::: Records for this task :::

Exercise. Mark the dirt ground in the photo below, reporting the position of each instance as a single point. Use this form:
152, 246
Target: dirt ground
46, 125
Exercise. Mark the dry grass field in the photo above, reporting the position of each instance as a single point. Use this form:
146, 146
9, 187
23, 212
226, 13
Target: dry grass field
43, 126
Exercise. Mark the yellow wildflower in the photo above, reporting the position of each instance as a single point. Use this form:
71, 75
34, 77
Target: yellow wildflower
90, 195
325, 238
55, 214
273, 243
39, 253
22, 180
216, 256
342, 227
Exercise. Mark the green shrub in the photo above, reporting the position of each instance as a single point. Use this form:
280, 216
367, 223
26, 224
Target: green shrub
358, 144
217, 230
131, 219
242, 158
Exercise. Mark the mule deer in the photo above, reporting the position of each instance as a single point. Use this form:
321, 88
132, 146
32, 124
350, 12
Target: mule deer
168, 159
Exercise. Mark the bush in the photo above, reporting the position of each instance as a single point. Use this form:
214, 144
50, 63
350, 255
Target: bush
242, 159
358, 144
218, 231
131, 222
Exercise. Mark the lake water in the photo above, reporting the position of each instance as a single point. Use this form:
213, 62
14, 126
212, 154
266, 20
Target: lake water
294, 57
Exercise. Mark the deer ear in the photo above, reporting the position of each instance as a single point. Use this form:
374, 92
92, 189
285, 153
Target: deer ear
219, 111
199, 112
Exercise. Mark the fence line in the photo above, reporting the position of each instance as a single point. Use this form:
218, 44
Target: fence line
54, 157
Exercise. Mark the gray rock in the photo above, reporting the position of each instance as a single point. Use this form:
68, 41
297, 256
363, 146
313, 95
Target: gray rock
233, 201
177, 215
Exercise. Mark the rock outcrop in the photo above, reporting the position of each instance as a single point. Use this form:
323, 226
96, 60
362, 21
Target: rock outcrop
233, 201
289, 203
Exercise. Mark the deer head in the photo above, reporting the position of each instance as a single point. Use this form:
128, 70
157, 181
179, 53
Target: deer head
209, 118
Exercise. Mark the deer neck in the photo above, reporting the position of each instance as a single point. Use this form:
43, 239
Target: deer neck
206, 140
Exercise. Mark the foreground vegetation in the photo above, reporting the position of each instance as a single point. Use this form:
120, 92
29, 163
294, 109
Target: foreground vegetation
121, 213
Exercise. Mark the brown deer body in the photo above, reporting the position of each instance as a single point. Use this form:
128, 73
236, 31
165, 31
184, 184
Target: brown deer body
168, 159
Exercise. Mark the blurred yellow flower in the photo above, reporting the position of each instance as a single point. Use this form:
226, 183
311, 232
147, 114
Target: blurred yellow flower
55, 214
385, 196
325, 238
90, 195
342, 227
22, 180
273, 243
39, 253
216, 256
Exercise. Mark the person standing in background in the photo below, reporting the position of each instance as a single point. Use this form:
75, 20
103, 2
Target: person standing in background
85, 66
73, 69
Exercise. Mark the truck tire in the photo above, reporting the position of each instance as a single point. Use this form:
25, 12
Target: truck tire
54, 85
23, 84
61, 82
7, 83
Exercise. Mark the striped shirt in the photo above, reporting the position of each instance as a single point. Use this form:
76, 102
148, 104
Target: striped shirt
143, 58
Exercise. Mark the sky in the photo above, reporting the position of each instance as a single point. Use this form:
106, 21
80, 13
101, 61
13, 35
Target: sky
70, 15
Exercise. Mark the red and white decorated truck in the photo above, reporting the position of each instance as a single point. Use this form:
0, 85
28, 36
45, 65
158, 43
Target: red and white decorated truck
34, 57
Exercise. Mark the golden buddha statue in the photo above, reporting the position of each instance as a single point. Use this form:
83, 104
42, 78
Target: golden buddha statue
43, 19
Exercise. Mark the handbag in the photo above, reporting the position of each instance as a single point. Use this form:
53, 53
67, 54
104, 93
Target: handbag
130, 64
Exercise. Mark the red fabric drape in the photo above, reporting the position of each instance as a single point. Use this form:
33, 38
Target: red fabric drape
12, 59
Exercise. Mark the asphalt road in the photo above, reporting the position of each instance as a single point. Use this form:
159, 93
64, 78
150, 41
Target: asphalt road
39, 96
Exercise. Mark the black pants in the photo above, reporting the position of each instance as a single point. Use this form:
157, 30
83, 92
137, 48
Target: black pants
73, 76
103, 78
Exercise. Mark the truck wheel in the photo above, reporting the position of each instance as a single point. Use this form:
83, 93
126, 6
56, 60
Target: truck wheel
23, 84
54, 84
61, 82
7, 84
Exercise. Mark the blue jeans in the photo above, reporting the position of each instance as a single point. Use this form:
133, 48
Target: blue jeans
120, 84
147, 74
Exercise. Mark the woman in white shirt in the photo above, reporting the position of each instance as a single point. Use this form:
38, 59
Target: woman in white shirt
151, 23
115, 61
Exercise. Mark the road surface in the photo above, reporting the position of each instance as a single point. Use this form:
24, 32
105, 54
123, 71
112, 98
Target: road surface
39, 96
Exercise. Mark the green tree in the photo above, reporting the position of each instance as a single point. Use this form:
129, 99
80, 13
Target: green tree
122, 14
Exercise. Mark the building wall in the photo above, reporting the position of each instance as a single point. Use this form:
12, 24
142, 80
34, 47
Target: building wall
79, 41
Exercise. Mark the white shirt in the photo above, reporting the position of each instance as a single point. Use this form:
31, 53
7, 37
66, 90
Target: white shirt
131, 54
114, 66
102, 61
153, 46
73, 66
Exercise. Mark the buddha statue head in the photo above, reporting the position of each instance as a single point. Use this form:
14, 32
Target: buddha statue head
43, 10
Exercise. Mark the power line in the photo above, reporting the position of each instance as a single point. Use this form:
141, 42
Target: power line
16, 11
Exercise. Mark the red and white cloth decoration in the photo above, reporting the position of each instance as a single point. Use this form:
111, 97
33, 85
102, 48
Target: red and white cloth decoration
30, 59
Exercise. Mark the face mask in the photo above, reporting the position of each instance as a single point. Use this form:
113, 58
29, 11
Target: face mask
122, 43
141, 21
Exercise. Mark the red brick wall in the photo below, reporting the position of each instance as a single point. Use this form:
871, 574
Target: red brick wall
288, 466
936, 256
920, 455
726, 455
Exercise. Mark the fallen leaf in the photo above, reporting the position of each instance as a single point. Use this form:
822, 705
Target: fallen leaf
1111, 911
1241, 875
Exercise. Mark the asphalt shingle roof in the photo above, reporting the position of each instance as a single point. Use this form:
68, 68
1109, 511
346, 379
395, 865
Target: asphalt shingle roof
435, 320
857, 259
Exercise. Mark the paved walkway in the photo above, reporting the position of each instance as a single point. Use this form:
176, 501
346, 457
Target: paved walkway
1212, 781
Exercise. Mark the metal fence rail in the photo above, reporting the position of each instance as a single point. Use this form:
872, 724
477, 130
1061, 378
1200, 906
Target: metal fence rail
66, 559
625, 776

:::

Extract every line from the one containing "Exercise. Mark the power" through the last line of the data, inclusive, exactly as written.

Exercise. Mark the power line in the photo above, reporting the position of each instance as a single point. Use this form:
141, 42
Target: power line
16, 11
Exercise. Mark the red and white cloth decoration in the photo above, reporting the position of each instance as a single point. Use this form:
111, 97
33, 85
102, 48
Target: red and white cloth decoration
30, 59
Exercise. Mark the face mask in the photo above, reporting the position of each instance as a single point. Use this form:
113, 58
29, 11
Target: face mask
122, 43
141, 21
Exercise. Mark the red brick wall in the photo below, reporting the position of each instance as a single point. Use this form:
871, 574
Target: red brick wall
288, 466
936, 256
920, 455
726, 455
Exercise. Mark the fallen leaf in the photo above, reporting the position of each instance as a single point. Use this form:
822, 705
Target: fallen leaf
1111, 911
1241, 875
Exercise. Mark the asphalt shingle roof in the photo above, reporting the position of each instance as a single point. Use this form:
68, 68
1109, 511
346, 379
395, 865
Target: asphalt shingle roof
435, 320
857, 259
Exercise. Mark the paved walkway in the photo above, reporting the position of each instance as a single point. Use this form:
176, 501
346, 457
Target: paved walkway
1212, 781
Exercise. Mark the metal fence rail in the photo above, reporting the position of each instance as a single point. Use this form:
872, 724
477, 130
1061, 378
1200, 906
Target: metal fence rail
66, 559
625, 776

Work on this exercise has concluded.